** Start of MATERIAL PROVIDED **
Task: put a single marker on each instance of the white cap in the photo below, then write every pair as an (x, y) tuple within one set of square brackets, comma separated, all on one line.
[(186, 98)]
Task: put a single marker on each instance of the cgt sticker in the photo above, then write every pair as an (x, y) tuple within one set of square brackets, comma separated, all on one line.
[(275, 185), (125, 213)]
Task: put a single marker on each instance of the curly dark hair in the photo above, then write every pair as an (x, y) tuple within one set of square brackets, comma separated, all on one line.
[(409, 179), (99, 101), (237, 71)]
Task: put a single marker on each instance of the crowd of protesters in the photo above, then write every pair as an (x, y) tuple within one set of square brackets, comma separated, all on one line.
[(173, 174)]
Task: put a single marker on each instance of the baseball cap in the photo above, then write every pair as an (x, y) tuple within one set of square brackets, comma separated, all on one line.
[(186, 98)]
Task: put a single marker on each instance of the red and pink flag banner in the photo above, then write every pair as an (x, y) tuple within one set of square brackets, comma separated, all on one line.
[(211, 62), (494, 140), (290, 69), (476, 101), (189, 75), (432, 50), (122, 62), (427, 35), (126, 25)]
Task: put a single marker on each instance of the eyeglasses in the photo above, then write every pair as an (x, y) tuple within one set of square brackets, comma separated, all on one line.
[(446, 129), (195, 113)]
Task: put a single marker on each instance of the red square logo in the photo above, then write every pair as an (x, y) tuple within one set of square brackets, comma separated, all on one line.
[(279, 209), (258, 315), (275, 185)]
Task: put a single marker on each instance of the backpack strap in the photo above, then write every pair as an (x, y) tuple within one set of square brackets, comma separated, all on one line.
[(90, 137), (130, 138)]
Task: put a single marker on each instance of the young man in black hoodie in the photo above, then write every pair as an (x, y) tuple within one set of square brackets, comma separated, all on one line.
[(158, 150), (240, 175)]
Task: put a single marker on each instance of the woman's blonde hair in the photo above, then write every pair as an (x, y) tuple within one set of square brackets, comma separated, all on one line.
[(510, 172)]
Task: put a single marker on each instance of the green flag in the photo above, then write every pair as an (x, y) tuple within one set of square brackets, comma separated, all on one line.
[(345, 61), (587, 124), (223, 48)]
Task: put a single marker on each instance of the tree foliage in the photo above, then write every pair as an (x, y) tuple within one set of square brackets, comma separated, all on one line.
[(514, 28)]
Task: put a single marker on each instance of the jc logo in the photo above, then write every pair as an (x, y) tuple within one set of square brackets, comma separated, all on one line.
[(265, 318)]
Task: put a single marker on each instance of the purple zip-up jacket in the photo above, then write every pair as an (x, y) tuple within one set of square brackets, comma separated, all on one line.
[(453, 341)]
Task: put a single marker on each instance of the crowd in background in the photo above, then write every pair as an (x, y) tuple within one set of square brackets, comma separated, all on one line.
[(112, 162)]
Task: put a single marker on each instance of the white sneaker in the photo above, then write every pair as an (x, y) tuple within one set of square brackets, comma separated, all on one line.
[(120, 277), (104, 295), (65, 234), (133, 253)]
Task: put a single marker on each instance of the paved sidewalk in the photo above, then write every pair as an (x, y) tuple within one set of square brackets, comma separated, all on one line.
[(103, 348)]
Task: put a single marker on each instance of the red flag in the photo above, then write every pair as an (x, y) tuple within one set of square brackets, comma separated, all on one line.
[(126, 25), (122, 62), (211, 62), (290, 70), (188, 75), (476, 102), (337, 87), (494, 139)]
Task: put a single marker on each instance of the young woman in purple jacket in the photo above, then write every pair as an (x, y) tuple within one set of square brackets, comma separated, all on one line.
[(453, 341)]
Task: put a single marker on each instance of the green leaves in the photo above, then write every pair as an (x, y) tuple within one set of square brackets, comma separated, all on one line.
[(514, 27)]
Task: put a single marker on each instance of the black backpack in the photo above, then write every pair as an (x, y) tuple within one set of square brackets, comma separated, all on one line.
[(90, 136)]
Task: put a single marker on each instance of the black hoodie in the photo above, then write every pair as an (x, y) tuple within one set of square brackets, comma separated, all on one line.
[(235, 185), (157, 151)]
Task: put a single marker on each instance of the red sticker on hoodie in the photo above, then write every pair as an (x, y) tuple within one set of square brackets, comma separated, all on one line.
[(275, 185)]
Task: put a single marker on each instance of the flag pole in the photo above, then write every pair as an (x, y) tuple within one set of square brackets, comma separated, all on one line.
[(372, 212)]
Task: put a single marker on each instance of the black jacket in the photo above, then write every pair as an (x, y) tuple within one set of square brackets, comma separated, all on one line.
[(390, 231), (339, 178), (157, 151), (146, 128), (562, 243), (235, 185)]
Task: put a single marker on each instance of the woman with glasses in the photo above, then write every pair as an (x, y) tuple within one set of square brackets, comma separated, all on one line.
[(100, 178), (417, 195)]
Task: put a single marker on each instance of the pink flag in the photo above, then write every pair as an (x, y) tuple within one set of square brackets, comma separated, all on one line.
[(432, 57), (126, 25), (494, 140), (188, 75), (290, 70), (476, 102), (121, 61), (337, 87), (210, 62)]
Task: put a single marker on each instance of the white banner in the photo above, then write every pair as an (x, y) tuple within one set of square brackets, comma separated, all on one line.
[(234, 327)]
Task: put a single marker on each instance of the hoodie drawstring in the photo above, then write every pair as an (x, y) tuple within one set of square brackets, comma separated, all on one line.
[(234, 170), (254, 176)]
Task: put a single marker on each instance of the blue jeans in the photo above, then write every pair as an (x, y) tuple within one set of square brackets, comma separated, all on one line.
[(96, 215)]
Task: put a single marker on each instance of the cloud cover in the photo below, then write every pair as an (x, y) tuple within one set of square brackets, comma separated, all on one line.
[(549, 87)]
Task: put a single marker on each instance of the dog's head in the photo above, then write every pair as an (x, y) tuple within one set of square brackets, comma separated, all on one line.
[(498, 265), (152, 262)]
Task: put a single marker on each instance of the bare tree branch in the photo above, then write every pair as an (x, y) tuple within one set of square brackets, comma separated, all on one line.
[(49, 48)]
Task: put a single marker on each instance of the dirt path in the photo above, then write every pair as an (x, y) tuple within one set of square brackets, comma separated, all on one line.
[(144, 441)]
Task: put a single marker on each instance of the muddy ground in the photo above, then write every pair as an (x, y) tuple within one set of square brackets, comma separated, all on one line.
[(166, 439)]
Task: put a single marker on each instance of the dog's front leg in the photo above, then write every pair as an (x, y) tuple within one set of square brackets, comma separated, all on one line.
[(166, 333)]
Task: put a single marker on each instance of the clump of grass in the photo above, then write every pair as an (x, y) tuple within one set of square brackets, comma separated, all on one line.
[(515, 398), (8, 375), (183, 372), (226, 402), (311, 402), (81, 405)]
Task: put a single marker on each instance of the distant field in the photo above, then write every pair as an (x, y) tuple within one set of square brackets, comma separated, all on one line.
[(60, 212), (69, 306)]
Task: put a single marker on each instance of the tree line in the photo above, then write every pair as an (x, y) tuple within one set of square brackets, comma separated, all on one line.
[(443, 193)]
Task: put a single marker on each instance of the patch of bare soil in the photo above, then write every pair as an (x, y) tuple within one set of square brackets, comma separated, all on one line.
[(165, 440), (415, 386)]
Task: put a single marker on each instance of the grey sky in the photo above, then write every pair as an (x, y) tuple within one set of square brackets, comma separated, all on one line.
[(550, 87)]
** End of MATERIAL PROVIDED **
■ **WHAT IS ASKED**: Could you convert all of the material above into a two-column CSV with the headers "text" and "answer"? Use one row per item, put each value in a single quoted field, and turn any line breaks into spaces.

■ **FINISHED TASK**:
text,answer
"Task: put a single marker on each instance of the white cap in the photo below, then write every pair as an (x, y) tuple within one set of square brackets, comma separated, all on one line.","[(186, 98)]"
"Task: put a single marker on each instance of the cgt sticker in the photo above, then write every pair as an (x, y) tuple within one set of square brackets, comma separated, all on one line.","[(275, 185), (125, 213)]"
"Task: put a single marker on each instance of the curly dark hair in the photo above, then write every pair as an (x, y) tuple within one set of square brackets, comma separated, all on one line.","[(409, 179), (99, 101), (237, 71)]"
"Task: put a single marker on each instance of the crowd of protesters in the photo above, then write every pair as an (x, y) tuple within one set of square brackets, comma separated, all on one line.","[(173, 174)]"
"Task: put a single marker on each instance of the baseball cap in the photo above, then write every pair as an (x, y) tuple within one set of square brackets, comma separated, all on one line.","[(186, 98)]"
"Task: put a single marker on each instance of the red and pink flag banner in the photo above, then write every pair as an (x, y) tuple within one set of square brackets, comma separated, all on one line.","[(211, 62), (494, 140), (290, 69), (476, 101), (189, 75), (432, 50), (122, 62), (427, 35), (126, 25)]"
"Task: put a single marker on each instance of the eyeglasses in the photo above, then write every pair as an (x, y) tuple within one set of square brackets, comma separated, all on one line.","[(446, 129), (195, 113)]"
"Task: put a single marker on each instance of the red square logo in the photo above, then write every pair as an (x, y) tuple within one set of square brackets, comma separated, all on one line.","[(279, 209), (258, 315), (275, 185)]"
"Task: put a single marker on each instance of the backpack strap in the photo above, then write every pair as an (x, y) tuple within one set of square brackets, comma separated, all on one line.","[(90, 137), (130, 138)]"
"Task: put a single marker on each instance of the young man in black hoodie in the photo above, then write every pair as an (x, y) tuple within one set of square brackets, comma separated, all on one line.","[(158, 150), (240, 175)]"
"Task: put a single marker on each instance of the woman's blonde hair in the photo above, then write every pair as an (x, y) tuple within one set of square brackets, comma separated, all on one line.","[(510, 172)]"
"Task: put a single marker on each instance of the green flag in the photo above, then write every pair as an (x, y) tuple within one set of square brackets, comma separated, all on one line.","[(345, 61), (587, 124), (223, 48)]"
"Task: put a single marker on each instance of the tree foliage in the photo above, then write every pair as an (x, y) tuple within one set of square brackets, comma separated, all on one line.","[(514, 28)]"
"Task: put a single marker on each instance of the jc logo in the photo above, then write every pair as an (x, y) tuple within one set of square brackets, comma separated, all on one line.","[(265, 318)]"
"Task: put a single marker on each instance of the purple zip-up jacket in the photo above, then write every pair as an (x, y) tuple within one set of square brackets, comma separated, all on one line.","[(453, 341)]"
"Task: put a single marker on each instance of the crowd in background in the photo above, then write every pair as an (x, y) tuple within one set of square brackets, comma separated, all on one line.","[(112, 162)]"
"Task: put a single marker on each instance of the white sneaker in the photo above, then write every pair as an (x, y) tuple within one set of square brackets, comma separated, all on one line.","[(120, 277), (104, 295), (65, 234), (133, 253)]"
"Task: put a single marker on each instance of the paved sidewalk in the photo above, then write every pair as an (x, y) tuple within one set of square brackets, comma separated, all on one line.","[(103, 348)]"
"Task: put a single marker on each instance of the red flag in the photo above, then write every pair as an (x, y) tuple within one set of square brackets, comma separated, all on one line.","[(126, 25), (122, 62), (211, 62), (290, 70), (188, 75), (476, 102), (337, 87), (494, 139)]"
"Task: put a single marker on each instance of the young woman in purple jacket in the photo above, then write every pair as an (x, y) tuple within one set of square brackets, comma separated, all on one line.","[(453, 341)]"
"Task: put a single marker on each instance of the green leaves in the photo above, then write every pair as an (x, y) tuple within one set of square brackets, comma separated, all on one line.","[(514, 27)]"
"Task: put a single marker on each instance of the black backpack in the photo above, then write every pair as an (x, y) tuple within one set of square brackets, comma separated, all on one line.","[(90, 136)]"
"Task: put a single marker on each instance of the black hoodie in the photo above, then write every pair as an (x, y) tuple within one set of square brackets, comma separated, all on one line.","[(235, 185), (157, 151)]"
"Task: put a single marker on each instance of the red sticker on hoodie in the photo above, then write every pair as an (x, y) tuple within one set of square brackets, comma separated, all on one line.","[(275, 185)]"
"Task: put a single marker on each instance of the flag pole in the photo above, then write every pair as an (x, y) tuple within one set of square brackets, comma separated, all on one line.","[(372, 212)]"
"Task: put a single marker on each instance of the black jacket in the photo above, then write every pair as an (x, y) tuple within one set of square brackets, comma separated, all on one line.","[(390, 231), (339, 178), (157, 151), (146, 128), (562, 243), (235, 185)]"
"Task: put a single marker on each instance of the woman with glasses in the photo above, then write every pair as an (x, y) tuple within one set of square brackets, comma separated, all on one line.","[(100, 178), (417, 195)]"
"Task: put a single marker on each instance of the pink flag in the photo above, then write every pair as an (x, y) tuple within one set of square brackets, comma separated, all on one line.","[(432, 57), (126, 25), (494, 140), (188, 75), (290, 70), (476, 102), (121, 61), (337, 87), (210, 62)]"
"Task: put a single marker on each instance of the white banner in the photo above, then write every pair as an (x, y) tuple within one set of square brackets, comma separated, all on one line.","[(234, 327)]"
"Task: put a single marker on each instance of the hoodie drawstring in the photo above, then write every pair as an (x, y) tuple within one set of square brackets, comma separated, all on one line.","[(234, 170), (254, 176)]"
"Task: put a single marker on each instance of the blue jeans in the photo above, then write every pair as an (x, y) tuple within one set of square brackets, comma separated, all on one line.","[(96, 215)]"
"Task: put a single marker on each instance of the cloud cover in the photo below, then write every pair as an (x, y) tuple within one set of square brackets, comma separated, all on one line.","[(549, 87)]"
"Task: put a single marker on each instance of the dog's head in the photo above, then write every pair as an (x, y) tuple within one set of square brackets, comma separated, all on one line.","[(498, 265), (152, 262)]"
"Task: put a single marker on each instance of the bare tree branch in the photo above, then write every pair as an (x, y) tuple within one set of square brackets, comma separated, all on one line.","[(49, 48)]"
"Task: put a single marker on each instance of the dirt path in the photo above, then write every pair as an (x, y) tuple within one set of square brackets, comma separated, all on one line.","[(144, 441)]"
"Task: put a single marker on each instance of the muddy ground in the photo above, then write every pair as an (x, y) tuple within one set of square brackets, comma separated, all on one line.","[(166, 439)]"
"Task: put a single marker on each instance of the dog's front leg in the photo above, then write every pair as an (x, y) tuple within one set of square brackets, comma separated, all on one line.","[(166, 333)]"
"Task: put a single marker on each instance of the clump of grass in the photo above, then write every pair as an (x, y) tuple within one set of square brackets, comma separated, all on one line.","[(515, 398), (8, 375), (183, 372), (226, 402), (311, 402), (81, 405)]"
"Task: put a single marker on each instance of the distant field in the photo above, then write every pair as an (x, y) tuple within one set of square brackets, comma separated, all on one line.","[(60, 212), (69, 306)]"
"Task: put a single marker on each instance of the tree line in the photo above, then write every pair as an (x, y) tuple within one set of square brackets, comma separated, all on one line.","[(443, 193)]"
"Task: put a single marker on each instance of the patch of bare soil in the photo above, then write every pair as an (x, y) tuple within one set of square brackets, comma separated, all on one line.","[(165, 440), (415, 386)]"
"Task: put a single marker on each instance of the grey sky in the photo above, then write every pair as an (x, y) tuple within one set of square brackets, comma separated, all on one line.","[(550, 87)]"